*** Begin section ***
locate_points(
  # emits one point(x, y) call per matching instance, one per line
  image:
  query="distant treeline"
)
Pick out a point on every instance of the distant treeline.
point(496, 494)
*** End section ***
What the task requires =
Write every line of the material out again exactly.

Response area =
locate_points(
  # emits one point(x, y) call per matching instance, one per line
  image:
  query="distant treeline"
)
Pick out a point on every instance of the distant treeline.
point(496, 494)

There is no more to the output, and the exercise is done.